Document passage =>
* * *
Who are the soldiers of the FARC and of the Colombian army? Poor, impoverished men… because the sons of the rich do not go to war, to war we go […] I am a direct victim of the war, of the armed conflict, but despite this, if I have to give my hand to the murderers, I am ready to do so because I believe in forgiveness.

But there are also other youth who have not been directly affected by the conflict, yet they too seek peace. For example, José Antequera Guzmán expressed optimism on his blog [13] before the announcement of the war's end when he stated [14]:

Cada solución de un problema implica un problema nuevo, dijo el activista Saul Alinsky. Teniendo las cosas claras, nadie nos puede negar que celebremos hoy por todo lo que nos ha costado este momento. Yo hoy, sobre todo, celebro que cada día estemos siendo más un solo país. Que Colombia cada día nos parezca menos ajena.

Every solution to a problem involves another problem, said the activist Saul Alinsky. Keeping things in perspective, no one can keep us from celebrating today all which this moment has cost us. I today, above all, celebrate that each day we are becoming more and more a single country; that each day Columbia appears less alien to us.

And in his last publication, he declared [15] his inclination for the “yes” vote:

Vote Si y comienza esta paz o prepárese para poner su cabeza y a la de sus hijos en la incertidumbre y en otras guerras!

Vote Yes and start this peace or prepare yourself to place your head and the head of your children into uncertainty and into other wars!

International support for the process

Colombia will not have to navigate this road to peace alone, and the postwar period will have international oversight through the Committee for Implementing, Monitoring, and Verifying the Final Peace Agreement and the Resolution of Differences. It will also have the help of the United Nations, not only for the political mission of verification, but also with the continuation of its development programs [16], such as Hands for Peace [17], a project that helps college youth which began with a post-conflict Colombia in mind.
* * *
Provided information =>
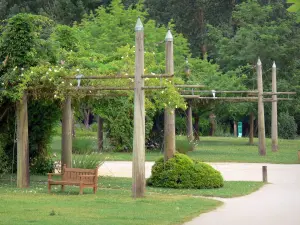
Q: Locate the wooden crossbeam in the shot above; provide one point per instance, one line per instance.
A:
(210, 91)
(119, 77)
(279, 93)
(189, 86)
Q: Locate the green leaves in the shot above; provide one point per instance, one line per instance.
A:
(295, 7)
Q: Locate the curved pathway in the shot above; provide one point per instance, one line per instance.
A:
(277, 203)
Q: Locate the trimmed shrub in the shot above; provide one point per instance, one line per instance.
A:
(184, 146)
(287, 127)
(182, 172)
(42, 165)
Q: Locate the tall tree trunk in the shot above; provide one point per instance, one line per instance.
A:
(22, 145)
(202, 32)
(196, 127)
(100, 134)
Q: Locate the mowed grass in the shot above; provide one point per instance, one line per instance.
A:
(109, 206)
(217, 149)
(231, 188)
(112, 204)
* * *
Your task => Carry on the article about Colombia's peace process, picking up right after its last sentence. The material plays no part in what comes next.

Written response =>
Other international entities continue their work for future generations, as is the case with the Spanish organization Help in Action [18], which reaffirmed its support for those under 18 in the postwar period. The organization mentions, for example, the dangers that could still plague youth in rural areas:

Entre los hechos víctimizantes que más les afectan, se encuentran el reclutamiento, la orfandad a causa del conflicto armado, el desplazamiento forzado, la desaparición forzada, el secuestro, el ser víctimas de minas antipersona (MAP), municiones sin explotar (MUSE) o artefactos explosivos improvisados (AEI), los homicidios, las masacres, el confinamiento, la violencia sexual, y la vulneración de los derechos a la educación y a la salud entre otros.

Among the victimizing acts that affect them most, one finds recruitment, becoming orphans from the armed conflict, forced displacements, forced disappearances, kidnappings, becoming victims of anti-personnel mines (APM), unexploded ordnances (UXO), or improvised explosive devices (IED), homicides, massacres, confinement, sexual violence, violations of rights regarding education and health, and more.

After more than five decades, Colombian youth will now be responsible for their own destiny and will have the opportunity to decide a new path. But the parents of minors who are too young to vote have a greater responsibility: to decide for themselves and for their children in the next vote.